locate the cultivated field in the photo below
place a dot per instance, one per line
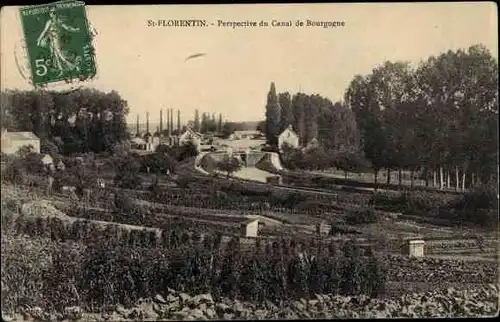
(191, 224)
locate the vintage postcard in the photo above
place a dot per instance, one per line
(242, 162)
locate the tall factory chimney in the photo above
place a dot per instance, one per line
(161, 121)
(172, 118)
(168, 121)
(137, 126)
(178, 121)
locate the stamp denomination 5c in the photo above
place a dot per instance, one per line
(59, 42)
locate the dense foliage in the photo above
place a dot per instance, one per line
(106, 272)
(441, 117)
(84, 120)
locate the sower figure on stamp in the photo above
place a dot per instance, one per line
(52, 33)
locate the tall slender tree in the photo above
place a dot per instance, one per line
(273, 112)
(196, 122)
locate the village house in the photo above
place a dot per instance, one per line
(289, 137)
(190, 136)
(13, 141)
(312, 145)
(323, 229)
(250, 228)
(138, 143)
(241, 135)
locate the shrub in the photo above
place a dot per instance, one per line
(359, 217)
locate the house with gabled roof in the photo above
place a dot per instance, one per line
(13, 141)
(289, 137)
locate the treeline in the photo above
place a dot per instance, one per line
(440, 117)
(312, 117)
(106, 271)
(85, 120)
(438, 120)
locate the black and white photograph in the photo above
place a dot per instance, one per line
(249, 161)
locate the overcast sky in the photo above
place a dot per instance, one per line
(146, 65)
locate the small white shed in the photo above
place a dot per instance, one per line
(416, 248)
(250, 228)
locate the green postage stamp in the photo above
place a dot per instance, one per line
(58, 42)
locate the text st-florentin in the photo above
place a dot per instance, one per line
(230, 185)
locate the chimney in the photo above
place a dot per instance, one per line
(137, 126)
(169, 122)
(172, 119)
(178, 121)
(161, 121)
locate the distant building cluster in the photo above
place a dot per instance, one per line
(13, 141)
(288, 137)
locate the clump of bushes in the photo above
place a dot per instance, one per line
(107, 272)
(360, 216)
(478, 206)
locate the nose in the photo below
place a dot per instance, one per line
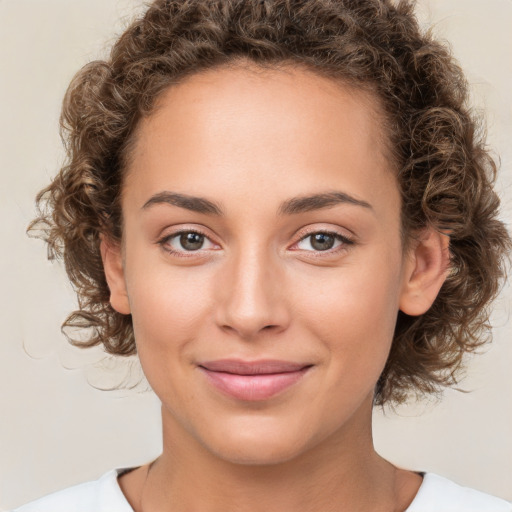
(251, 295)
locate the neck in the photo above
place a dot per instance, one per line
(342, 472)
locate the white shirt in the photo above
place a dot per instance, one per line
(436, 494)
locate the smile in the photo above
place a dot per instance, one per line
(252, 381)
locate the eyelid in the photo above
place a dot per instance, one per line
(164, 240)
(346, 241)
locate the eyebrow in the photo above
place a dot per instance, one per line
(291, 206)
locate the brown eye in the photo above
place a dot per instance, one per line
(191, 241)
(183, 242)
(322, 241)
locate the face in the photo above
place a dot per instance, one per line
(261, 236)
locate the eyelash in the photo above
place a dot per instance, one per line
(346, 242)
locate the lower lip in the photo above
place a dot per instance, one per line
(253, 387)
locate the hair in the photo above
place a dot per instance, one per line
(444, 170)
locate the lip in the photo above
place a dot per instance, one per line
(253, 380)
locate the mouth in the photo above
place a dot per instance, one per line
(253, 380)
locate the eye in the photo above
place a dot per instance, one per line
(185, 241)
(323, 241)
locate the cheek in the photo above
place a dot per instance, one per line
(168, 303)
(353, 312)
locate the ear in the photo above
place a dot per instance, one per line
(114, 273)
(425, 271)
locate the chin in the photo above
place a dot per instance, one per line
(257, 446)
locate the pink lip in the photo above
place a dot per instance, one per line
(255, 380)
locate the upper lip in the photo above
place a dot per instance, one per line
(262, 366)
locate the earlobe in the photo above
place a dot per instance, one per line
(425, 272)
(114, 273)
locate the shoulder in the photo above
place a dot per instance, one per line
(102, 495)
(438, 493)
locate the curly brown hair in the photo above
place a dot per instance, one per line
(445, 172)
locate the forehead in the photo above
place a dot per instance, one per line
(286, 128)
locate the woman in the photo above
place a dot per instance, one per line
(284, 210)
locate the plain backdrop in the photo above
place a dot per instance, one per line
(56, 427)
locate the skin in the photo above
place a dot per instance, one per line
(250, 140)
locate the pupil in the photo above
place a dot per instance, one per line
(322, 241)
(191, 241)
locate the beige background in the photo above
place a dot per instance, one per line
(56, 429)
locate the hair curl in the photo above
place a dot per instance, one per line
(444, 170)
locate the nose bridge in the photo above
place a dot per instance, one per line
(252, 297)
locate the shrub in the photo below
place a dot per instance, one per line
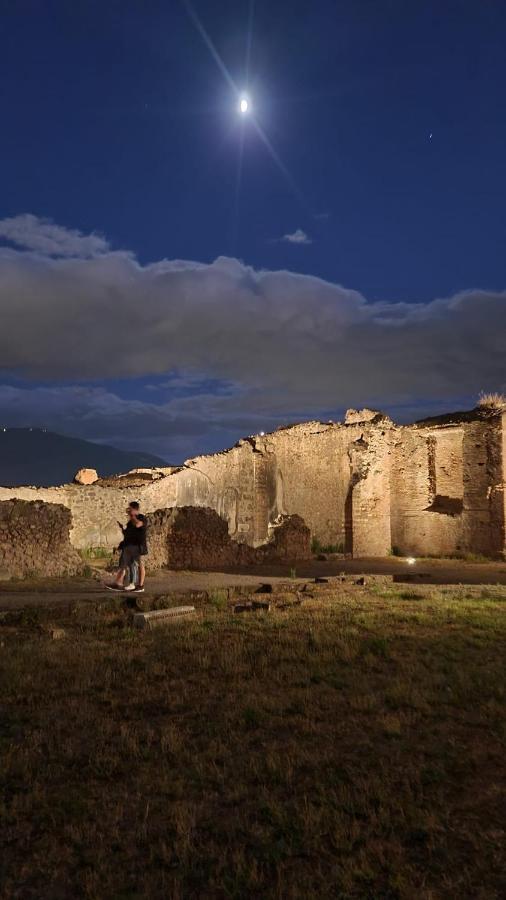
(492, 400)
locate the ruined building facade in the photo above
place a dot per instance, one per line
(366, 486)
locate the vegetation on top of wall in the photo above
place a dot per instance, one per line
(492, 400)
(318, 547)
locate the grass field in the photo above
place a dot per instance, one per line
(350, 747)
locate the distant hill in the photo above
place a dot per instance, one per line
(43, 458)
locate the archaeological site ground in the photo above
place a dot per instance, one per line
(326, 719)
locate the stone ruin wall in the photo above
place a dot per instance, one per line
(448, 488)
(364, 486)
(95, 509)
(190, 537)
(34, 540)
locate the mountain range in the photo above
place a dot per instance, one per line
(39, 457)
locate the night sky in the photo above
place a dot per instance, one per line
(174, 275)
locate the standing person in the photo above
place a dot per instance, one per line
(132, 546)
(138, 568)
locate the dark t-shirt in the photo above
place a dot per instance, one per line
(136, 537)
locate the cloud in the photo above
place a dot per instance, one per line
(290, 345)
(48, 239)
(298, 237)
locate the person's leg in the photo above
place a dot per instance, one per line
(124, 563)
(133, 576)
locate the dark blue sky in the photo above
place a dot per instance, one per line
(388, 119)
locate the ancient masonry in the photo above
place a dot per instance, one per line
(366, 486)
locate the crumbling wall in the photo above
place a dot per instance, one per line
(446, 494)
(34, 540)
(198, 538)
(95, 508)
(364, 486)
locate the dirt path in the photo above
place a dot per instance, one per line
(18, 595)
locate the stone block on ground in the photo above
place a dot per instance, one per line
(162, 616)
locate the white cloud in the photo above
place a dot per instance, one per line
(44, 237)
(298, 237)
(292, 344)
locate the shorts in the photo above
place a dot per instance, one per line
(129, 555)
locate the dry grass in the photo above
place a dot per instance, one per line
(492, 400)
(351, 747)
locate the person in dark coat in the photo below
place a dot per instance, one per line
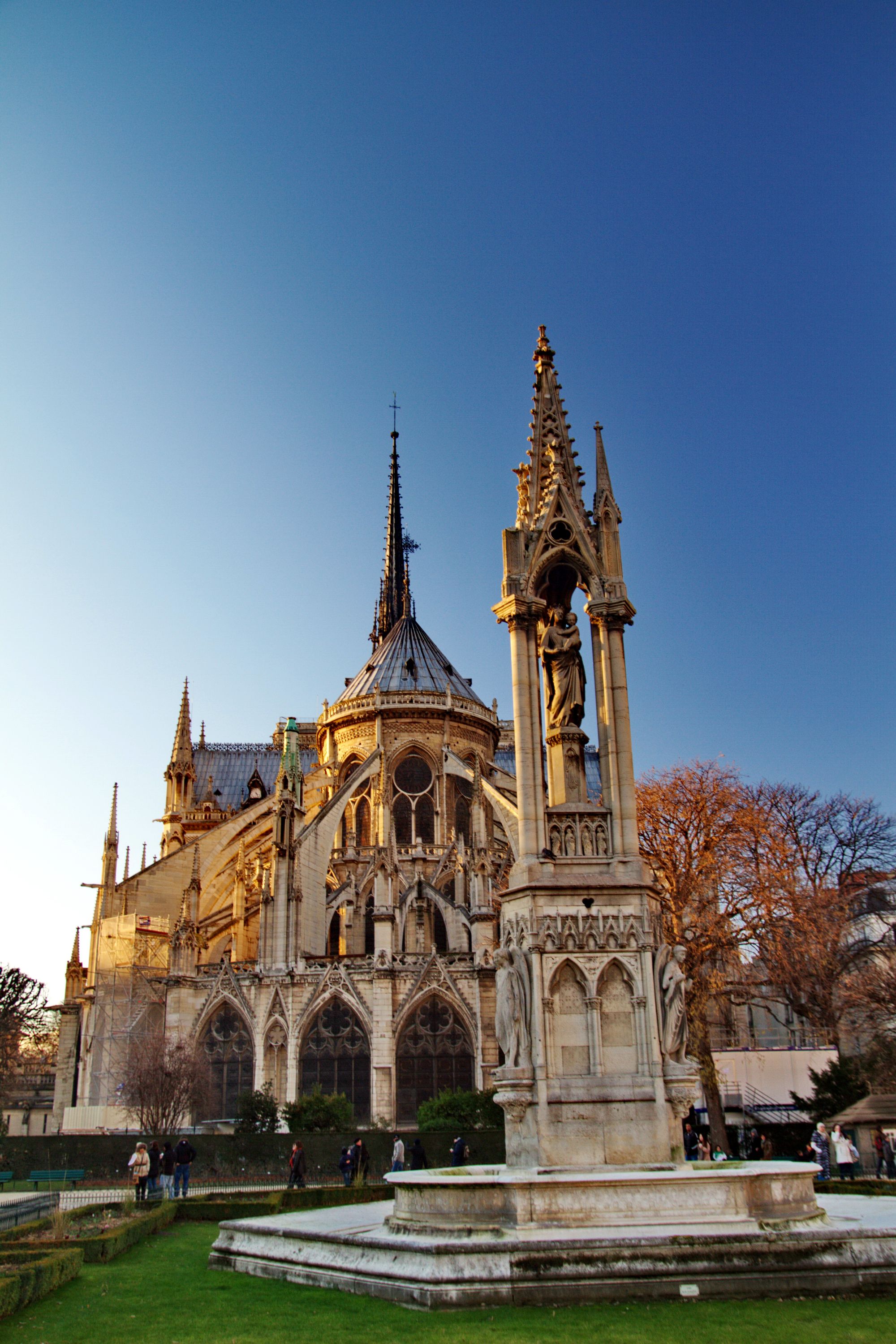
(167, 1178)
(418, 1156)
(297, 1167)
(821, 1151)
(155, 1170)
(185, 1158)
(361, 1160)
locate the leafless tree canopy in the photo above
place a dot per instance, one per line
(23, 1015)
(166, 1082)
(759, 883)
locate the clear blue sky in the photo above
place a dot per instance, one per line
(232, 230)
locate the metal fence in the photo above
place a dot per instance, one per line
(117, 1191)
(25, 1209)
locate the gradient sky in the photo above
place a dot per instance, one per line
(229, 232)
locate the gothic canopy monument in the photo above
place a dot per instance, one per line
(589, 1006)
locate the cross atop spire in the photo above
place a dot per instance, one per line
(183, 750)
(394, 585)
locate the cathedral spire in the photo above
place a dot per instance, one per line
(551, 456)
(183, 749)
(394, 586)
(112, 834)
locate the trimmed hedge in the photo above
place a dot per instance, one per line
(96, 1246)
(217, 1209)
(35, 1275)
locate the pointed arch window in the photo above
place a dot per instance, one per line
(435, 1053)
(413, 806)
(229, 1050)
(336, 1057)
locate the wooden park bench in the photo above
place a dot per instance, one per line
(74, 1176)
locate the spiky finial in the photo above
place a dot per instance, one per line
(183, 748)
(396, 582)
(112, 834)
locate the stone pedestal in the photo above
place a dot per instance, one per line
(566, 767)
(489, 1237)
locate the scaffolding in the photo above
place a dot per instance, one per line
(129, 996)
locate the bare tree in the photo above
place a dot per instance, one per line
(164, 1082)
(23, 1015)
(694, 822)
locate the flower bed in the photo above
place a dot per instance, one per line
(30, 1275)
(101, 1232)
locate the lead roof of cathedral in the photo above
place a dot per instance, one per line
(233, 769)
(409, 660)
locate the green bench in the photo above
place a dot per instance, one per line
(64, 1175)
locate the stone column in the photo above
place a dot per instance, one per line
(625, 764)
(521, 619)
(606, 728)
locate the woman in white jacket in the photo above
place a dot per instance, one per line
(844, 1154)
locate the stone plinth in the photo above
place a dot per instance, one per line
(357, 1249)
(645, 1199)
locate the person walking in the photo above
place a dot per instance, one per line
(820, 1146)
(878, 1143)
(139, 1163)
(843, 1154)
(185, 1158)
(361, 1162)
(155, 1168)
(167, 1178)
(460, 1152)
(297, 1167)
(890, 1158)
(418, 1156)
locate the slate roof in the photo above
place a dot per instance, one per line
(408, 660)
(232, 771)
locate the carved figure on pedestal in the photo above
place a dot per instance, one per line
(512, 1007)
(563, 670)
(672, 986)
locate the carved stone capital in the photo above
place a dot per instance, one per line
(515, 1093)
(520, 612)
(614, 616)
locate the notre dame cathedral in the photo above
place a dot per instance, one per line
(326, 906)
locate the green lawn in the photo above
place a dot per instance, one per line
(163, 1293)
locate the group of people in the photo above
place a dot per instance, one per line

Task brief:
Copy the records verbatim, starting at the line containing "locate the trimmed hedge in the photo above" and ending with the line containing "(844, 1154)", both lines included.

Reply to the task:
locate the trimmed hedge in the photo above
place a dot per instance, one per line
(96, 1246)
(217, 1209)
(35, 1275)
locate the pointed arch window in the photo above
place a dot per instance, one per line
(435, 1053)
(413, 806)
(229, 1050)
(336, 1057)
locate the wooden park bench in the photo above
place a dot per instance, one per line
(74, 1176)
locate the spiky finial in the photo above
place a dot per instance, one per line
(183, 748)
(396, 582)
(112, 834)
locate the stone pedestal in the photo above
place a dot per instance, one per line
(566, 767)
(489, 1237)
locate the scaffolding in the photo above
place a dot per instance, one per line
(129, 996)
locate the bare tree in the photo above
place a dot per instance, one per line
(164, 1082)
(23, 1015)
(694, 822)
locate the flower bed in the photo above
place a dot per instance, one per line
(30, 1275)
(101, 1232)
locate the lead roof of cathedral in the photo above
place a dot per instance, one per line
(233, 769)
(409, 660)
locate the green bench in the photo above
place a dot per instance, one per line
(64, 1175)
locate the stone column in the photo above
place a dot per instance, one per line
(625, 764)
(521, 619)
(606, 728)
locate the woman in white jacket in the photo above
place a dot per instance, one per line
(844, 1154)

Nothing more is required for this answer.